What is required:
Copy every record word for word. The images stay behind.

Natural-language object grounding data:
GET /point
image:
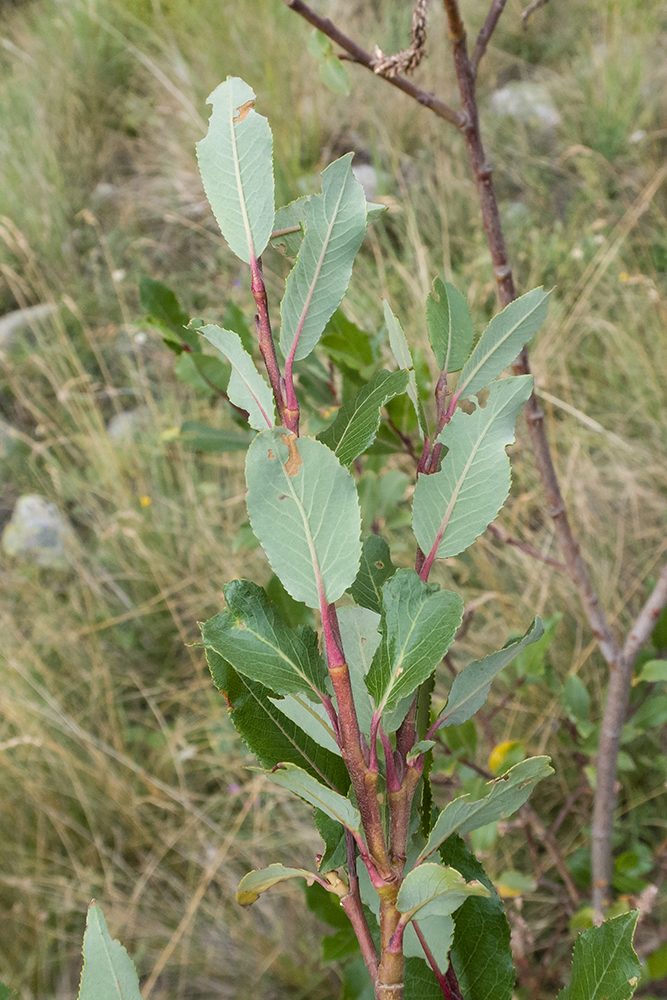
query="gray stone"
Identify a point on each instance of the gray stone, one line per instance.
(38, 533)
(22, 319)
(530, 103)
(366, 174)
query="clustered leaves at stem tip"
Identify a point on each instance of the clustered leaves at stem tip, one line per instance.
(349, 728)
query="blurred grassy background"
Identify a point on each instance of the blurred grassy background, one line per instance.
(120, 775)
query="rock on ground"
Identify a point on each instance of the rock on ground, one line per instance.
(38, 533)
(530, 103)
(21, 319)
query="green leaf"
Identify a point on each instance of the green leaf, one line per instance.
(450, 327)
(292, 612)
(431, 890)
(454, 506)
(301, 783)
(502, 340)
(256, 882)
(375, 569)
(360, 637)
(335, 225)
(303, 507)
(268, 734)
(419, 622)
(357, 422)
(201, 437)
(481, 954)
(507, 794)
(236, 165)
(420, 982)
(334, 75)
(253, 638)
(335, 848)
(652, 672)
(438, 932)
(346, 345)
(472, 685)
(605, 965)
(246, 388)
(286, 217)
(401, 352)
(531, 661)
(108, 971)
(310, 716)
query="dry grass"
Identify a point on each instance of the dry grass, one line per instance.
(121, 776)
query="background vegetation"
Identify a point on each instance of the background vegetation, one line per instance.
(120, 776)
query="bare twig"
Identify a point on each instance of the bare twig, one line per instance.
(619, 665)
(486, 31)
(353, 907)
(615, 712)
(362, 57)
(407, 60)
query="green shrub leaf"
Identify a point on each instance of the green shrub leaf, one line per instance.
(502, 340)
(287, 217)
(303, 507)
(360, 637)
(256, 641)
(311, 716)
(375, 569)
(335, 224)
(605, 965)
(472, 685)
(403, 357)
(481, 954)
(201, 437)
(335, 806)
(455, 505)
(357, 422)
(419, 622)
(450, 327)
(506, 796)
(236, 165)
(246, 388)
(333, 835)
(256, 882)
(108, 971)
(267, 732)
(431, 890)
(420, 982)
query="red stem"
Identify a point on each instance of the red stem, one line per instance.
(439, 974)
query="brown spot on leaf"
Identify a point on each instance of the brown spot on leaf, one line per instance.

Written solution:
GET /point
image:
query="gray stone"
Identify a point on each instance of the gray stone, one line per instance.
(38, 533)
(22, 319)
(530, 103)
(366, 174)
query="clustered leaves at stem tip"
Identify a point on each instance of the clustered leaves at stem tip, one line per instance.
(349, 728)
query="blurred grassy background"
Identify a point on each instance of the blurred grassy background, one line per instance.
(120, 775)
query="rock on ground"
Identify a point on each instance of the rock on ground, one line per instance.
(38, 533)
(530, 103)
(21, 319)
query="green leaf"
Identify a point on each instance of the green leaf, one line per instance.
(450, 327)
(292, 612)
(431, 890)
(454, 506)
(301, 783)
(502, 340)
(256, 882)
(375, 569)
(360, 637)
(335, 225)
(303, 507)
(268, 734)
(419, 622)
(357, 422)
(201, 437)
(481, 954)
(507, 794)
(236, 165)
(420, 982)
(334, 75)
(253, 638)
(335, 848)
(652, 672)
(438, 932)
(346, 345)
(472, 685)
(605, 965)
(246, 388)
(286, 217)
(401, 352)
(531, 661)
(108, 971)
(310, 716)
query="dry grass"
Identify a point on each instance of the dry grass, one line per instance.
(121, 776)
query="background vegetation"
Identify a point on each instance of the background vegetation, one line per instance.
(120, 776)
query="bare twig"
Identify a point on each instance of the bare twig, one line per instance.
(619, 665)
(486, 31)
(353, 907)
(615, 712)
(362, 57)
(407, 60)
query="green shrub leaf"
Identify a point on each instance of the green shrub leaf, one line per instance.
(502, 340)
(287, 217)
(303, 507)
(360, 637)
(256, 641)
(311, 716)
(375, 569)
(335, 224)
(605, 965)
(472, 685)
(403, 357)
(481, 954)
(201, 437)
(335, 806)
(455, 505)
(357, 422)
(419, 622)
(450, 327)
(506, 796)
(236, 165)
(246, 388)
(333, 835)
(256, 882)
(108, 971)
(267, 732)
(431, 890)
(420, 982)
query="red stem"
Identify a point on each instance of the red stem, one line per instance.
(439, 974)
query="brown spot on leaf"
Identify a point on each instance of the brown spot on leaf, one line per instance.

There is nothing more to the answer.